• _Activities_
- a) Decide whether each statement agrees with the passage on the words “Allah” and “God”: (i) the passage says the Aramaic word “El” sounds more like “Allah” than the English word “God” does; (ii) the passage says Muslims who use “Allah” when speaking English should be condemned for it; (iii) the passage says a person can hold a correct concept of God while using the English word “God”. For each, answer yes or no and quote the words of the passage that decide it.
- b) Carry on the passage on the words “Allah” and “God” from the point where it stops, in the same voice.

***** Selected passage *****

It is interesting to note that the Aramaic word “El”, which is the word for God in the language that Jesus spoke, is certainly more similar in sound to the word “Allah” than the English word “God”. This also holds true for the various Hebrew words for God, which are “El” and “Elah”, and the plural form “Elohim”. The reason for these similarities is that Aramaic, Hebrew and Arabic are all Semitic languages with common origins.

Some Muslims insist on using the Arabic word “Allah” even when speaking English. Even though this practice certainly is not to be condemned when it is done around those who understand the meaning of the Arabic word “Allah”, such a practice can (and usually does) breed misunderstanding. It seems that often times, many of the Muslims who use the word“Allah” in lieu of the word “God”, even when trying to attract people to Islam, are unaware of the severe misunderstandings that many non-Muslims have about Islam (and the distorted way which Islam has been portrayed in the West). Insisting on using the word“Allah” only fuels the flames of misunderstanding.

Unfortunately, this practice is usually based on the false assumption – by a non-native speaker of English – that the word “God” in English is incapable of expressing a pure and proper belief in Almighty God. Many people who insist on using the Arabic word “Allah” usually don’t realize this, because in reality, they are not so much affirming the word “Allah” as they are rejecting the word “God” as unsuitable – based on incorrect assumptions.

It should be clearly understood that the important thing is the concept of Almighty God. What we are ultimately going to be held accountable at the end of our life is not whether we prefer the word “Allah” over the word “God”, but what our concept of God is. Language is only a side issue. A person can have an incorrect concept of God while using the word “Allah”, and likewise a person can have a correct concept of God while using the word “God”. This is because both of these words are equally capable of being misused and being improperly defined.

***** Data extract *****

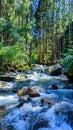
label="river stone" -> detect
[41,98,56,106]
[0,106,7,121]
[50,64,62,76]
[17,87,40,97]
[32,117,48,130]
[15,73,27,81]
[0,75,15,82]
[66,66,73,82]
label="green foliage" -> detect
[0,44,27,66]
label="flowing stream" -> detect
[0,66,73,130]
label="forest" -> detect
[0,0,73,130]
[0,0,73,68]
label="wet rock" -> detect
[32,118,48,130]
[12,79,32,93]
[0,106,7,121]
[50,64,62,76]
[17,87,29,97]
[17,87,40,97]
[15,73,27,81]
[41,98,56,106]
[66,67,73,82]
[28,87,40,97]
[52,84,58,90]
[0,75,15,82]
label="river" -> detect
[0,66,73,130]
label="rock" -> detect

*****

• _Per-task outputs_
- a)
(i) Yes: "is certainly more similar in sound to the word “Allah” than the English word “God”"
(ii) No: "this practice certainly is not to be condemned when it is done around those who understand the meaning of the Arabic word “Allah”"
(iii) Yes: "a person can have a correct concept of God while using the word “God”"

- b)
As Muslims, we think that it is unfortunate that we have to go into details on such seemingly minor issues, but so many falsehoods have been heaped upon our religion, that we feel that it is our duty to try to break down the barriers of falsehood. This isn’t always easy, since there is a lot of anti-Islamic literature in existence which tries to make Islam look like something strange and foreign to Westerners. There are some people out there, who are obviously not on the side of truth, that want to get people to believe that “Allah” is just some Arabian “god”, and that Islam is completely “other” – meaning that it has no common roots with the other Abrahamic religions (i.e. Christianity and Judaism). To say that Muslims worship a different “God” because they say “Allah” is just as illogical as saying that French people worship another God because they use the word “Dieu”, that Spanish-speaking people worship a different God because they say“Dios” or that the Hebrews worshipped a different God because they sometimes call Him“Yahweh”. Claiming that any one language uses the only the correct word for God is tantamount to denying the universality of God’s message to mankind, which was to all nations, tribes and people through various prophets who spoke different languages.